▶ PAGE EXTRACT:
Throughout the 1980’s, when women lost male relatives during the eight year war with Iran, female dependents were given recognition by the state, where even the Iraqi opposition welcomed provisions such as debt cancellation, land, secure homes, widows pensions and other necessities which were given to prevent women from falling into the poverty trap but such measures, which also allowed Iraqi women to maintain their own independence.
During the Iraq/Iran war, women also took a great leap forward, where similar to the British land girls in World War Two, Iraqi women took over the professional roles in society as a result of men being in the front line of combat.
In effect women became the doctors, the architects, teachers, the engineers; infact the engineers of Iraqi society itself.
The war against Iraqi women did not start under the occupation but in fact began after the first Gulf War and through out the 1990's, until the Coalition forces of George Bush, Tony Blair and Ahmed Chalabi decided to invade, under the pretexts of liberating Iraq from dictatorship in 2003.
The start of the Gendercide against Iraqi women was demonstrated through the mass murder of over one million children, who lost their lives as a result of the UN imposed Sanctions, which also left Iraq unable to purchase basic items including tampons, pencils and medications such as Asthmatic inhalers.
According to the UN, preventing items like pencils from entering Iraq was because the graphite was categorised as “Duel Use”, therefore it could allegedly be used in constructing Saddam’s “weapons of mass destruction“. Sarah Flounders, author of De-Linking Sanctions stated in 1997, that other items denied to the Iraqi people included; “batteries, X-ray machines, ambulances because they could be used in battle and enriched baby powdered milk,” which supposedly could be used in germ warfare.
"Women had to pick up the pieces"
As Flounders also stated “many of the children killed by Sanctions died from diseases carried by impure drinking water", when before the first Gulf War, the vast majority of Iraqi people did have access to potable drinking water but “good drinking water needs pipes, pumps, filtration and chlorine. But Washington defines chlorine as a “Duel-Use” item, as it does the pipes that would be used to carry water.”

▶ GIVEN DATA:
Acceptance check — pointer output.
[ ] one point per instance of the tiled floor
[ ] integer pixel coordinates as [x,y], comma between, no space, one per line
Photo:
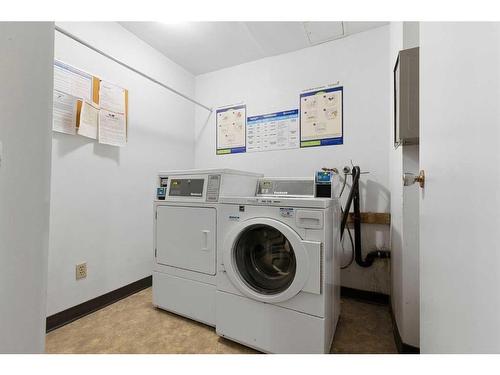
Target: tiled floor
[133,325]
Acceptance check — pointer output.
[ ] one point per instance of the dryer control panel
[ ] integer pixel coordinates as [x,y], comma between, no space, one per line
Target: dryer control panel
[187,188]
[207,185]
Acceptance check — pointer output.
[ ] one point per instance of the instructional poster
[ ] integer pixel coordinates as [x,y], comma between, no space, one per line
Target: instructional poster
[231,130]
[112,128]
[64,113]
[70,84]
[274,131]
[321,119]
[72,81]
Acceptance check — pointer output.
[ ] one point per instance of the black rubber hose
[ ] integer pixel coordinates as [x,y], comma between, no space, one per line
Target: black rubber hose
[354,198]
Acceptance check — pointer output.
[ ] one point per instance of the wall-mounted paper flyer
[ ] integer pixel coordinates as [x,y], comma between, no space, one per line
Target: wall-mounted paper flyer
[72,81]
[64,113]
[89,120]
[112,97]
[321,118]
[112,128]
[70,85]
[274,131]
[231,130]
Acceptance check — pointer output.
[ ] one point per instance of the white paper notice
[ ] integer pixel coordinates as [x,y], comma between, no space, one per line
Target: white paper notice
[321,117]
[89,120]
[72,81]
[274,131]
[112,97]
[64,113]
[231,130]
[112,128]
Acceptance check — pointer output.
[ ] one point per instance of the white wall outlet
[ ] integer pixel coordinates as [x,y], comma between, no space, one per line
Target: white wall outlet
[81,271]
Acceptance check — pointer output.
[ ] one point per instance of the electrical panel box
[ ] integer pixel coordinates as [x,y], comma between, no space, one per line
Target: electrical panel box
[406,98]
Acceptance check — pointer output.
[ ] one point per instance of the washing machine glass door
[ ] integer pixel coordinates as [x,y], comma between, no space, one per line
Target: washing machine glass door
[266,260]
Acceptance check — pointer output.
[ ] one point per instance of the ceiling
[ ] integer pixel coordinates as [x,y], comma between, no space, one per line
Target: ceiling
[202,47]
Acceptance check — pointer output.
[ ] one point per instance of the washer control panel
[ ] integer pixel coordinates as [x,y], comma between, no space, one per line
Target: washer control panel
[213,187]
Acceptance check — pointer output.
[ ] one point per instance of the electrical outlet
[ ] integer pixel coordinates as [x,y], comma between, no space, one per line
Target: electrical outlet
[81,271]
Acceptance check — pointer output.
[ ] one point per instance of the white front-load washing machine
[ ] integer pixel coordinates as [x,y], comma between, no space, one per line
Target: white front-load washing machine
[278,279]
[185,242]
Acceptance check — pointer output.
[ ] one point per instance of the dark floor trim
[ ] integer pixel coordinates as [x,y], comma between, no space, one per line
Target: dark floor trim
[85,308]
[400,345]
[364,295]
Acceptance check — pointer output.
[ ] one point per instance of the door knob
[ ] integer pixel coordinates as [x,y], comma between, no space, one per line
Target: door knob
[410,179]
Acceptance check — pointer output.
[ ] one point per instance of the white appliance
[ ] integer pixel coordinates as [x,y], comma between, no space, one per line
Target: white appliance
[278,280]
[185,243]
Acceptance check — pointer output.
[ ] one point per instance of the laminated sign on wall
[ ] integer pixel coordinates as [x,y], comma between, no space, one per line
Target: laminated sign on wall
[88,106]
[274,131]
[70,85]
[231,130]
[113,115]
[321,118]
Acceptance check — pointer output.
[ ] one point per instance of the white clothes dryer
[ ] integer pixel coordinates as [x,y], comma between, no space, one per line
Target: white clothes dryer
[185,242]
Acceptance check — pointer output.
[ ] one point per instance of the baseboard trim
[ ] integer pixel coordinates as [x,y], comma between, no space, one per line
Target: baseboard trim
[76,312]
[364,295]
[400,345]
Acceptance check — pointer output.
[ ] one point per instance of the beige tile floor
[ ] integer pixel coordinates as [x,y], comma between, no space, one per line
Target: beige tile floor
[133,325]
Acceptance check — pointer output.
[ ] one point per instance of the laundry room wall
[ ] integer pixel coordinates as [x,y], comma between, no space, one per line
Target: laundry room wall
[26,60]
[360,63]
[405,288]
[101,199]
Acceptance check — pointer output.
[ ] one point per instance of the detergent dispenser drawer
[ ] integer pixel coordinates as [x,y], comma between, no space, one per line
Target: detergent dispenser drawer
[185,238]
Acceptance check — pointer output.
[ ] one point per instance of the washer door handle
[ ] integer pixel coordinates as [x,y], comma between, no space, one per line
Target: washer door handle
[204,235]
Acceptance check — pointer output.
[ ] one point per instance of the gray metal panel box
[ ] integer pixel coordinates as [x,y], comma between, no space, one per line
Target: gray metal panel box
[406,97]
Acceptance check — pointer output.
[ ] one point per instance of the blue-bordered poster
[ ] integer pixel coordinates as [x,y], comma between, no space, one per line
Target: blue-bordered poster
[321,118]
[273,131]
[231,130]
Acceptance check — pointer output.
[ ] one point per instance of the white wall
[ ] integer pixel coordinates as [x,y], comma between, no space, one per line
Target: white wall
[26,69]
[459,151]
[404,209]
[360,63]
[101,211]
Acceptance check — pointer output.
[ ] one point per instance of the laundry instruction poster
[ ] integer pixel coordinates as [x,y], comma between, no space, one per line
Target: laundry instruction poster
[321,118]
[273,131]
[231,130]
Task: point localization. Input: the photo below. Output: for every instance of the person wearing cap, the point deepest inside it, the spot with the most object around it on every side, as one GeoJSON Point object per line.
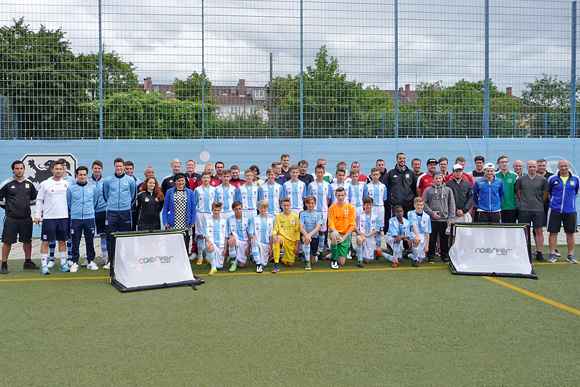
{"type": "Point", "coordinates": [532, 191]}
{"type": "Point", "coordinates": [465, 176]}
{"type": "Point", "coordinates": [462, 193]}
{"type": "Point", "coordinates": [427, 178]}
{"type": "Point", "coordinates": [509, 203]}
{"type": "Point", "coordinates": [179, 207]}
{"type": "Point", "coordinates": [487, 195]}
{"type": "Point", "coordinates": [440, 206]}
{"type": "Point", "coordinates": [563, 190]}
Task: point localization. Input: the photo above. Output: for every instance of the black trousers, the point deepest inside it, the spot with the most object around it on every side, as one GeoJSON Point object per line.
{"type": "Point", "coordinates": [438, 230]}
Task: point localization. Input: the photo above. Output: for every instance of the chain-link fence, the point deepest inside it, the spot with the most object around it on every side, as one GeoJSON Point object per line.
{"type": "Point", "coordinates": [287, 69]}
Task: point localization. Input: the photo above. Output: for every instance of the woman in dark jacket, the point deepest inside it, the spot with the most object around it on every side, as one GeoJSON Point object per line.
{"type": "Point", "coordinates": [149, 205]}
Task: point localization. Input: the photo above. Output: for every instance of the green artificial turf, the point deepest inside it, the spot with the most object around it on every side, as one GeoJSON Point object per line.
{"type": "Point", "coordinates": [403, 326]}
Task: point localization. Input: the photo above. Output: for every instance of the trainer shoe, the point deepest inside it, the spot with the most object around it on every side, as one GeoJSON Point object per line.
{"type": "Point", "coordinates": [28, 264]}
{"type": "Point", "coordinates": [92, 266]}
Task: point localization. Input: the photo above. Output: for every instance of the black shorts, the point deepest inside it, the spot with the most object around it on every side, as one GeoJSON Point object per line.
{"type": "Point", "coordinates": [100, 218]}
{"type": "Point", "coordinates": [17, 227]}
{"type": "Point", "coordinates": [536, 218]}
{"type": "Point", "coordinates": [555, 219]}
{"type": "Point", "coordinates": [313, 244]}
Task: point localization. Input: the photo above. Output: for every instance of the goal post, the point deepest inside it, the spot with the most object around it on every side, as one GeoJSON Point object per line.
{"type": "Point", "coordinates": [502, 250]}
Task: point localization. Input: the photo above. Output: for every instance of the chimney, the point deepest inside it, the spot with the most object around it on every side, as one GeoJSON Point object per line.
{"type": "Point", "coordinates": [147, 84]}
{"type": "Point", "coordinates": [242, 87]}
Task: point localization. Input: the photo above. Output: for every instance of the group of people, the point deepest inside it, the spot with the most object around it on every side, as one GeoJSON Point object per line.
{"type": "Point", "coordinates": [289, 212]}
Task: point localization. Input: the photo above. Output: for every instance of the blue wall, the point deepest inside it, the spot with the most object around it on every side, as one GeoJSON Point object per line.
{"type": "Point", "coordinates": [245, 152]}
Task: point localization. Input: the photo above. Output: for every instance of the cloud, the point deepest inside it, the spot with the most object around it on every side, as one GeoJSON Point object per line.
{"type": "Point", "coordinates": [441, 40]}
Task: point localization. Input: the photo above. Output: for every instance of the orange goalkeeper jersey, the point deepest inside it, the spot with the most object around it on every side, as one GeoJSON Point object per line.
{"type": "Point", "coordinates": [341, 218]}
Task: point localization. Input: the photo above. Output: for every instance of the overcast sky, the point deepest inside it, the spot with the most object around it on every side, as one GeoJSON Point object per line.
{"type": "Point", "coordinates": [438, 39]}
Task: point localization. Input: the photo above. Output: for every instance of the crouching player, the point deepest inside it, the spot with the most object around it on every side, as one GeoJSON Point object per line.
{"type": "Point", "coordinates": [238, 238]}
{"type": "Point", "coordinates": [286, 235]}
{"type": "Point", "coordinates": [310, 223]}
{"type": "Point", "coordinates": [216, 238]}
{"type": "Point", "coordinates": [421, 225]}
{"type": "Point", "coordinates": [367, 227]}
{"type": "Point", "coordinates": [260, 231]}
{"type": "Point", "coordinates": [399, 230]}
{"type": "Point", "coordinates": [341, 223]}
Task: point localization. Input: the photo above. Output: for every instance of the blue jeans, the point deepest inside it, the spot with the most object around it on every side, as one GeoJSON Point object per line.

▶ THE PROBLEM:
Please continue the passage above on Iraqi women during the wars and sanctions, picking up after its last sentence.

▶ YOUR RESPONSE:
A study conducted by Harvard, discovered that after the Gulf War there had been a “fourfold increase in child mortality and a high incidence of health problems among women, including psychosomatic conditions such as sleeplessness and mental disorders.”
In the early 1990’s Dr. Suha Omar also described how there was a dramatic increase in domestic violence, with “traumatised conscripts” returning to Iraq, who “would take out their distress and anger on wives, daughters, mothers and sisters.”
In other words, “Women had to pick up the pieces” because the men were either mentally or physically damaged by the war, with the situation being exasperated by the “drastically worsened economic situation, as victims of the pauperisation of Iraqi society.”
Even though in 1997, a UN weapons inspector declared “Iraq had been disarmed” in 1919, Woodrow Wilson described how effective “sanctions” could be, with the process being a “peaceful, quiet and lethal remedy”, which “doesn’t take a single human life outside of the country exposed to the boycott, but instead subjects that country to a pressure that, in my view, no modern country can with stand.”
When Madeline Albright, then US secretary of state to Bill Clinton was asked on US television on 6th May 1996, whether she believed the deaths of 6,000 Iraqi children a month, was an effective way to “contain” Saddam Hussain, her response was similar to those who now see death, destruction and the full scale terror of Iraqi women, as being “a price worth paying“, to bring freedom and democracy to the people of Iraq.
Hussein Al-alak is Chair of Iraq Solidarity UK, journalist for the UN Observer, Uruknet & others and activist for Combat Stress: The Veterans’ Mental Health Society.